_Stated problem:_ Rewrite these entries with "even-odd fill" swapped for "nonzero fill" throughout, leaving every other character as it is.

----------

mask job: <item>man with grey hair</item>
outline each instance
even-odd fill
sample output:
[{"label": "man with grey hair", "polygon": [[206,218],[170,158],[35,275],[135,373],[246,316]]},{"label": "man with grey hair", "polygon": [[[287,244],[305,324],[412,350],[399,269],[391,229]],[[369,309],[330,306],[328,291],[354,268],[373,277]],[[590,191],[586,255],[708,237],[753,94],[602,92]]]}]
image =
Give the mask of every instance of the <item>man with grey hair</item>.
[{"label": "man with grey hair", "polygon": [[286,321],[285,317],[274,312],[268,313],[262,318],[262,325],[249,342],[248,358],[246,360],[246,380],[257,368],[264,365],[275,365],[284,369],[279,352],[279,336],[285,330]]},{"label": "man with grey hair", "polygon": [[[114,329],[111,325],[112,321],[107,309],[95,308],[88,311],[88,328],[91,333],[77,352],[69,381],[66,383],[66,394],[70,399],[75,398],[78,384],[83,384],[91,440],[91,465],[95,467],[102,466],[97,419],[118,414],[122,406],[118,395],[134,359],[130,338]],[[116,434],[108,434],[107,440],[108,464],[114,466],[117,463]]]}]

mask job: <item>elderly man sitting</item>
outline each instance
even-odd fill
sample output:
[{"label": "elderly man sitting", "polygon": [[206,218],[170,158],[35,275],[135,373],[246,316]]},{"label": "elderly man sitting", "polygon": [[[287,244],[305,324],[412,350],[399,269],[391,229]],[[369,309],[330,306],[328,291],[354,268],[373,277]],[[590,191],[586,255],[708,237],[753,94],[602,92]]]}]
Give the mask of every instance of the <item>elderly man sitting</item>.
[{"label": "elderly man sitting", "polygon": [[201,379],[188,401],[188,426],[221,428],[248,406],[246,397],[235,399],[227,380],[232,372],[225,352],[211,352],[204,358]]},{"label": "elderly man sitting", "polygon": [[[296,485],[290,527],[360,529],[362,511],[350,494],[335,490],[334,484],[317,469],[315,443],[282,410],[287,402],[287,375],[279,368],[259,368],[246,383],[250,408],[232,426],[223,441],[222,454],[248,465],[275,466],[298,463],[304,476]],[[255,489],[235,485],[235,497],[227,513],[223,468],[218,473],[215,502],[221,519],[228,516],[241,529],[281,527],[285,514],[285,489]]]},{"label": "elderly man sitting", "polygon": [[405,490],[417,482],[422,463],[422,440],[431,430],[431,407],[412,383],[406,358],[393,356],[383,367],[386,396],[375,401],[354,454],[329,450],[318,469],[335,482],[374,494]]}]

----------

_Solution to the problem:_
mask job: <item>man with grey hair</item>
outline each instance
nonzero fill
sample output:
[{"label": "man with grey hair", "polygon": [[206,218],[170,158],[35,275],[135,373],[246,316]]},{"label": "man with grey hair", "polygon": [[[287,244],[305,324],[412,350],[399,269],[391,229]],[[369,309],[330,306],[328,291],[354,268],[373,277]],[[590,191],[586,255],[708,237],[753,94],[602,92]]]}]
image =
Give the mask of every instance of the <item>man with grey hair</item>.
[{"label": "man with grey hair", "polygon": [[286,321],[285,317],[274,312],[268,313],[262,318],[262,325],[249,342],[248,358],[246,360],[246,380],[257,368],[264,365],[275,365],[284,369],[279,352],[279,336],[285,330]]},{"label": "man with grey hair", "polygon": [[[114,329],[111,325],[112,321],[107,309],[95,308],[88,311],[88,328],[91,333],[77,352],[69,381],[66,383],[66,394],[70,399],[75,398],[78,384],[83,384],[91,440],[91,465],[95,467],[102,466],[97,419],[118,414],[122,406],[118,395],[134,359],[130,338]],[[116,434],[108,434],[107,440],[108,464],[114,466],[117,463]]]}]

mask job: <item>elderly man sitting</item>
outline each instance
nonzero fill
sample output:
[{"label": "elderly man sitting", "polygon": [[206,218],[170,158],[35,275],[135,373],[246,316]]},{"label": "elderly man sitting", "polygon": [[[287,244],[305,324],[412,350],[399,269],[391,229]],[[369,309],[330,306],[328,291],[354,268],[373,277]],[[590,191],[586,255],[708,237],[753,94],[602,92]]]}]
Give the mask of every instance of the <item>elderly man sitting</item>.
[{"label": "elderly man sitting", "polygon": [[201,379],[188,401],[188,426],[221,428],[248,406],[246,397],[235,399],[227,380],[232,372],[225,352],[211,352],[204,358]]},{"label": "elderly man sitting", "polygon": [[[296,485],[290,527],[360,529],[362,511],[350,494],[335,490],[334,484],[317,469],[315,443],[282,410],[287,402],[287,375],[279,368],[259,368],[246,383],[250,408],[232,426],[223,441],[222,454],[248,465],[275,466],[298,463],[304,476]],[[255,489],[235,485],[235,497],[227,513],[223,468],[218,473],[215,502],[221,519],[228,516],[241,529],[281,527],[285,514],[285,489]]]},{"label": "elderly man sitting", "polygon": [[405,490],[417,482],[422,463],[422,440],[431,430],[431,407],[412,383],[406,358],[393,356],[383,367],[386,396],[375,401],[354,454],[329,450],[318,469],[335,482],[374,494]]}]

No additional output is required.